On 2 May 1919 Charles Coburn, a former actor and now a manager, invited members of Equity to meet the managers for lunch at the Claridge. The mood of the lunch meeting quickly turned to anger, with the managers adamant that they would not let Equity establish a closed shop.
Over the summer the AEA came under increasing pressure to make a deal with the managers from actors who had no other guarantee of employment.
However, the strike was launched in August 1919, closing selective shows.
After a month, after 37 productions had been closed and 16 openings had been stopped, the strike was settled on 6 September 1919.
The managers signed a five-year contract in which they recognized Equity and promised better conditions.

==1924 Equity-PMA agreement renewal==
The 1919 agreement between Equity and the PMA was due to expire on June 1, 1924. The PMA itself was undergoing a schism between the production managers and the theatre owners. The Shubert family, who owned 70% of theatres in Manhattan, had no interest in production. Lee Shubert brokered an agreement with Equity called the 80-20 compromise. This agreement allowed one Fidelity or independent actor for every four Equity actors in a cast, thus giving lip service to the ideal of the open shop. Equity acquiesced to this since every non-Equity performer so employed would have to pay an amount equal to annual Equity dues into a special fund. In addition, Fidelity would have to agree to close its rolls; all future would-be actors must join Equity. The agreement would be for ten years, during which Equity pledged to accept any new actors whom the producers cast.

To bring the agreement into effect, Lee Shubert and his allies within the PMA planned to force a vote to dissolve that coalition and create a new one called the Managers' Protective Association (MPA). The new Equity agreement would then be with the MPA, bypassing any PMA holdouts. However, Shubert's faction was shy of the votes needed to force the dissolution. Thus the PMA continued with reduced membership, while Shubert and his allies seceded from it and set up the MPA.

Those producers remaining in the PMA would now either be forced to adopt the Equity shop (a euphemism for the closed shop that Equity had first imposed on independent producers in 1921), or join the MPA. To forestall this new agreement, the PMA filed a plea with the New York Supreme Court for an injunction against Equity and the MPA. Supreme Court Justice McCook denied the plea, which ruling was upheld by the New York Court of Appeals on June 27, 1924.

* _RECORDED DATA_
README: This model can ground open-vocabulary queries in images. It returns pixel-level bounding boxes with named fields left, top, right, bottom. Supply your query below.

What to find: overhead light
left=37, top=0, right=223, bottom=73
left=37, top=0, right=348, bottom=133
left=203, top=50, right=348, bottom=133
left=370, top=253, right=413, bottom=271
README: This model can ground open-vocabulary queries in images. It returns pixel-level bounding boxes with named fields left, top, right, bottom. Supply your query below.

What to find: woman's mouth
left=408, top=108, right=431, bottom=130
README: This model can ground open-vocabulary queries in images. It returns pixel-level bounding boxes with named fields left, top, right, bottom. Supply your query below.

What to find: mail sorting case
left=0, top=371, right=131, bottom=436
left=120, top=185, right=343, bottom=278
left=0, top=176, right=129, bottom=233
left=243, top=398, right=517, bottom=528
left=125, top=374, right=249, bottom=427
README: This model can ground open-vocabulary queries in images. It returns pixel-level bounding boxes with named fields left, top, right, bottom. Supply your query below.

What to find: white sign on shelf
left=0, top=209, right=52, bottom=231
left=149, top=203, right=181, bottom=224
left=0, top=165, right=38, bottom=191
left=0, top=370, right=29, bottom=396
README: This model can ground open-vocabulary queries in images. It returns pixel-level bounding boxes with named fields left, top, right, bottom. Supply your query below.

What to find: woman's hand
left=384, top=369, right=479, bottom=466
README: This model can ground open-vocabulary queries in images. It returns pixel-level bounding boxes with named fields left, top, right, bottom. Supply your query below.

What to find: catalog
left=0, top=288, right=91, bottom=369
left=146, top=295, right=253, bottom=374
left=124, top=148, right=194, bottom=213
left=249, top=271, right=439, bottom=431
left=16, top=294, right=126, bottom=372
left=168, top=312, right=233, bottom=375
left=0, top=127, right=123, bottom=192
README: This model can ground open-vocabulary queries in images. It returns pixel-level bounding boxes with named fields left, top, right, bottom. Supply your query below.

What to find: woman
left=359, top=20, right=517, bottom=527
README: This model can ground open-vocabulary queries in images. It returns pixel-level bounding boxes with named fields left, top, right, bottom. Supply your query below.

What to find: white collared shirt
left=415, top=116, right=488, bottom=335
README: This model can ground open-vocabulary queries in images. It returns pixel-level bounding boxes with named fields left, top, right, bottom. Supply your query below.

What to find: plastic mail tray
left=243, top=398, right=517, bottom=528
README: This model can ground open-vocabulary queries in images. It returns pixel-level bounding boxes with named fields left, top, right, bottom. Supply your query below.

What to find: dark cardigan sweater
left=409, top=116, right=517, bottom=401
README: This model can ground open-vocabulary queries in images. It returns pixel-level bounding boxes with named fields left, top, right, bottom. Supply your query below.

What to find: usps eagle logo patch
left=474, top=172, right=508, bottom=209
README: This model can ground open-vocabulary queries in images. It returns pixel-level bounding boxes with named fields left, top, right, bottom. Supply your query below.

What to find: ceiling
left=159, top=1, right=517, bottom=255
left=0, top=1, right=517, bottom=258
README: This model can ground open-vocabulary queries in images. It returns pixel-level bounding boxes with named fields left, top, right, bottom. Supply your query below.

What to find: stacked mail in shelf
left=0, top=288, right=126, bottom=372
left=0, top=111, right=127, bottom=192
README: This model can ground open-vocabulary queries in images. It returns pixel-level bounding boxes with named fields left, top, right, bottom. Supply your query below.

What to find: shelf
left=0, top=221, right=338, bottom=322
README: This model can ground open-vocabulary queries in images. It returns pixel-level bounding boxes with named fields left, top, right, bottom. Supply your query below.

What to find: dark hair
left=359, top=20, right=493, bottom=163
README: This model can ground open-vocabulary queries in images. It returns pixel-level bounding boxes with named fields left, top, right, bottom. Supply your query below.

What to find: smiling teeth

* _WHAT YOU NEED TO DO_
[1] List every date in the passage on Equity and the theater managers that gives a day, a month and a year.
[2] According to the passage on Equity and the theater managers, how many Fidelity or independent actors did the 80-20 compromise allow in a cast?

* _RESPONSES FOR EACH TASK_
[1]
2 May 1919
6 September 1919
June 1, 1924
June 27, 1924

[2] One Fidelity or independent actor for every four Equity actors in a cast.